— INSTRUCTIONS TO FOLLOW —
Beneath this line are the data; copy exactly the part of them that opens with the line containing "Target: neck" and closes with the line containing "Target: jersey number 12", and only that part.

(Data excerpts)
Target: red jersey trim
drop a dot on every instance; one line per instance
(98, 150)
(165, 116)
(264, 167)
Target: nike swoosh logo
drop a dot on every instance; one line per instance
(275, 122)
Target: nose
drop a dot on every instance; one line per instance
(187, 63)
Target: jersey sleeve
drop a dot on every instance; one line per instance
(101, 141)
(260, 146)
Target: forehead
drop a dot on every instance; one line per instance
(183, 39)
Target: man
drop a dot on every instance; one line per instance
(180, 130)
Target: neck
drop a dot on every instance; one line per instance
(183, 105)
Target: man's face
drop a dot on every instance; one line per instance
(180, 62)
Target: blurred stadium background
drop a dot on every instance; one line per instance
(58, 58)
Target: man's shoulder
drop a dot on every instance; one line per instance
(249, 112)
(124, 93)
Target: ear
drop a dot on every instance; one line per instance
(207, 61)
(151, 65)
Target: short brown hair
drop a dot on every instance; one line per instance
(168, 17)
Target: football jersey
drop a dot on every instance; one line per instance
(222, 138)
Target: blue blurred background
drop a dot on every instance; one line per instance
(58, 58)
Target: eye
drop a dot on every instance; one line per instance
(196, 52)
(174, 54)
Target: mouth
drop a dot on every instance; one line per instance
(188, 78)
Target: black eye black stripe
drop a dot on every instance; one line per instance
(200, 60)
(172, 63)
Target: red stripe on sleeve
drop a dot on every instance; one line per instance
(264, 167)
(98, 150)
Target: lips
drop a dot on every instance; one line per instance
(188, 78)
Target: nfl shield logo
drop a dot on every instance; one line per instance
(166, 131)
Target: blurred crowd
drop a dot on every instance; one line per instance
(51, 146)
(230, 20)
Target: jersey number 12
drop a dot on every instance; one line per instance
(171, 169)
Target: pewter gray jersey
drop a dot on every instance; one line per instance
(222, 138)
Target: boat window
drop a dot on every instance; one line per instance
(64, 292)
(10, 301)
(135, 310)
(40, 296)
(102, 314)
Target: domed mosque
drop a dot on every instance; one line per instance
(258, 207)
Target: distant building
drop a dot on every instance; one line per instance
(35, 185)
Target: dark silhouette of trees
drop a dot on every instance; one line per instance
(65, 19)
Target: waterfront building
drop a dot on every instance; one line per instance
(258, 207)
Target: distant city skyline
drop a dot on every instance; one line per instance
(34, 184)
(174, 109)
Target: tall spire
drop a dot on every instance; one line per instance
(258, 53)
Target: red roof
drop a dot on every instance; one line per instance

— EXERCISE ANSWER —
Target: neck
drop a dot on every instance; one line per instance
(183, 105)
Target: man's face
drop a dot on every instance; one line per instance
(180, 62)
Target: blurred stadium background
drop a dot on every instance; one line per instance
(58, 58)
Target: man's shoulder
drop a dot on every instance; one line per instance
(249, 112)
(124, 93)
Target: ear
drop a dot on every instance; one line per instance
(207, 61)
(151, 65)
Target: short brown hair
drop a dot on every instance; one line per instance
(168, 17)
Target: football jersey
drop a dot on every instance; one line per instance
(222, 138)
Target: blue blurred background
drop a dot on every instance; one line per instance
(58, 58)
Target: eye
drop a dot on every instance; one line per instance
(196, 52)
(174, 54)
Target: mouth
drop a dot on every instance; one line per instance
(188, 78)
Target: black eye black stripe
drop a dot on every instance; one line per instance
(200, 60)
(172, 63)
Target: red stripe on sleeve
drop a dot on every instance; one line per instance
(264, 167)
(98, 150)
Target: lips
drop a dot on every instance; one line per instance
(188, 78)
Target: nfl shield logo
drop a dot on every instance; one line per instance
(166, 131)
Target: blurred crowd
drop a dot on every instance; one line per instance
(51, 146)
(230, 20)
Target: jersey number 12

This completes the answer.